Del “abajo las quintas” al “no a la guerra”: una historia de las corrientes pacifistas en España
Un libro coral recorre la oposición a la violencia desde la Guerra de la Independencia a la de Irak, pasando por los movimientos anti-OTAN, la insumisión o el rechazo al terrorismo de ETA.
Hace 20 años, las calles de España y de buena parte del mundo se llenaron de enormes manifestaciones que clamaban el “no a la guerra” contra el conflicto en Irak. Fue un hito del pacifismo en el que la opinión pública mayoritaria hervía contra una guerra que consideraba injusta e interesada. Pero la oposición a la guerra y la apuesta por la paz no eran un fenómeno nuevo. En España se puede rastrear al menos hasta la Guerra de Independencia contra el invasor francés, a comienzos del siglo XIX, como refleja el libro coral El pacifismo en España desde 1808 hasta el “no a la guerra” de Irak (Akal), escrito por cerca de una treintena de académicos y coordinado por el historiador Francisco J. Leira.

====

▶ RETO A
En el texto sobre el pacifismo en España, la línea que sigue al título dice qué cuestiones va "pasando por" el libro coral. Enuméralas todas.
El texto y el listado no guardan relación entre sí.

▶ REGISTROS EXTRAÍDOS
====

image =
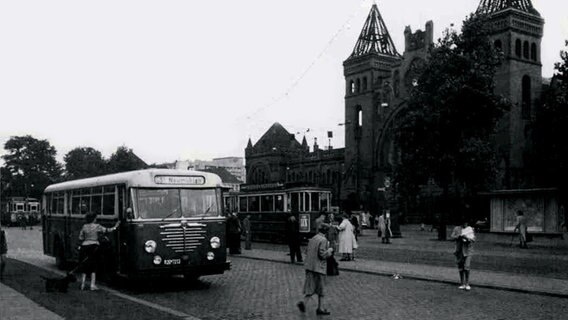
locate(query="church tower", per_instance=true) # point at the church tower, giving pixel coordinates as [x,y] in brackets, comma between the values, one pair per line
[517,32]
[365,70]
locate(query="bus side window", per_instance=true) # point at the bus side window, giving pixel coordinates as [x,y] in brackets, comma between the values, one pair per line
[121,203]
[109,201]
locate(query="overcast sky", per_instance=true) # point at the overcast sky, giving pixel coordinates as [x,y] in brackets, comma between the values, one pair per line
[177,80]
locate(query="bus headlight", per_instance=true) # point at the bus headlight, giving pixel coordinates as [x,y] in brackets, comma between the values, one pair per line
[150,246]
[215,242]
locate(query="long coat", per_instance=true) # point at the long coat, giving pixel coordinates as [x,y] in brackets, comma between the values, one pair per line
[317,254]
[347,240]
[384,226]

====

▶ RETO B
Formatea como tabla Markdown todo el listado, desde la línea que contiene "the bus side" hasta el final del listado, ambos extremos incluidos. Usa las columnas Nº y Línea, y omite las líneas en blanco.

▶ RESPUESTA FINAL A
- Los movimientos anti-OTAN
- La insumisión
- El rechazo al terrorismo de ETA

▶ RESPUESTA FINAL B
| Nº | Línea |
|---|---|
| 1 | locate(query="bus side window", per_instance=true) # point at the bus side window, giving pixel coordinates as [x,y] in brackets, comma between the values, one pair per line |
| 2 | [121,203] |
| 3 | [109,201] |
| 4 | locate(query="overcast sky", per_instance=true) # point at the overcast sky, giving pixel coordinates as [x,y] in brackets, comma between the values, one pair per line |
| 5 | [177,80] |
| 6 | locate(query="bus headlight", per_instance=true) # point at the bus headlight, giving pixel coordinates as [x,y] in brackets, comma between the values, one pair per line |
| 7 | [150,246] |
| 8 | [215,242] |
| 9 | locate(query="long coat", per_instance=true) # point at the long coat, giving pixel coordinates as [x,y] in brackets, comma between the values, one pair per line |
| 10 | [317,254] |
| 11 | [347,240] |
| 12 | [384,226] |